*** Block opens ***
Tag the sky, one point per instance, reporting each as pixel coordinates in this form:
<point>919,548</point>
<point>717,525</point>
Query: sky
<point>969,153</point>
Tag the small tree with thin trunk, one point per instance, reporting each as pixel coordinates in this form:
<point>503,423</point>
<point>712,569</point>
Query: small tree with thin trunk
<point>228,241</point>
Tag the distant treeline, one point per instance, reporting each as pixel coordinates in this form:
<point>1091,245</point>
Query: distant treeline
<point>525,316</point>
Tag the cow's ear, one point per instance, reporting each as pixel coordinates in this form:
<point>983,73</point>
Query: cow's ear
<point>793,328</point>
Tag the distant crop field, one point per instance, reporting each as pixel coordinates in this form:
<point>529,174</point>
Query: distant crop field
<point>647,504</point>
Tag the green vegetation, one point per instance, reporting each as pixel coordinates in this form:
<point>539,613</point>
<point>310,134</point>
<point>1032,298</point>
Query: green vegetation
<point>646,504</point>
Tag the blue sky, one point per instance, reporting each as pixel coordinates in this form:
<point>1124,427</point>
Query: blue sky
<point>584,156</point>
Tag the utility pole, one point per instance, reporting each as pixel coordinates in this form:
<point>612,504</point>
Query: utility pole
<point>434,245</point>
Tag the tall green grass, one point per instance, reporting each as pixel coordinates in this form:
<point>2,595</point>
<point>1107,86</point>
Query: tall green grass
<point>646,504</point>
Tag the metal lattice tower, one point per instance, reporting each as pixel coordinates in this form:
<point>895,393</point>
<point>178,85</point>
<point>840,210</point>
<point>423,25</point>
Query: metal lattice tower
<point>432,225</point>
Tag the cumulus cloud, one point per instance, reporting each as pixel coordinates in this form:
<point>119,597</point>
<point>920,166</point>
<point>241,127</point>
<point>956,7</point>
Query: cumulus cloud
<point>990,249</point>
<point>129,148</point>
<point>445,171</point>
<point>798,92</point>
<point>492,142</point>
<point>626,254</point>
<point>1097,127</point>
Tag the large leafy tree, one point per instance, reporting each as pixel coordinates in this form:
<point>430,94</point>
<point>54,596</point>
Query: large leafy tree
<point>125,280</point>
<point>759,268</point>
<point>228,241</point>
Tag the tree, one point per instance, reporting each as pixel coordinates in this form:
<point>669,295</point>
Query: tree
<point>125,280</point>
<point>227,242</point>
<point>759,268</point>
*** Block closes ***
- **Try it**
Out of the data above, set down the lines from the one with "Query: tall green grass" to the one with "<point>423,25</point>", both included, exactly as written and with no additions.

- **Reply**
Query: tall green grass
<point>646,504</point>
Tag the metal lattice tower, one point per instance, reporting each as pixel coordinates in this form:
<point>895,393</point>
<point>178,85</point>
<point>840,210</point>
<point>423,25</point>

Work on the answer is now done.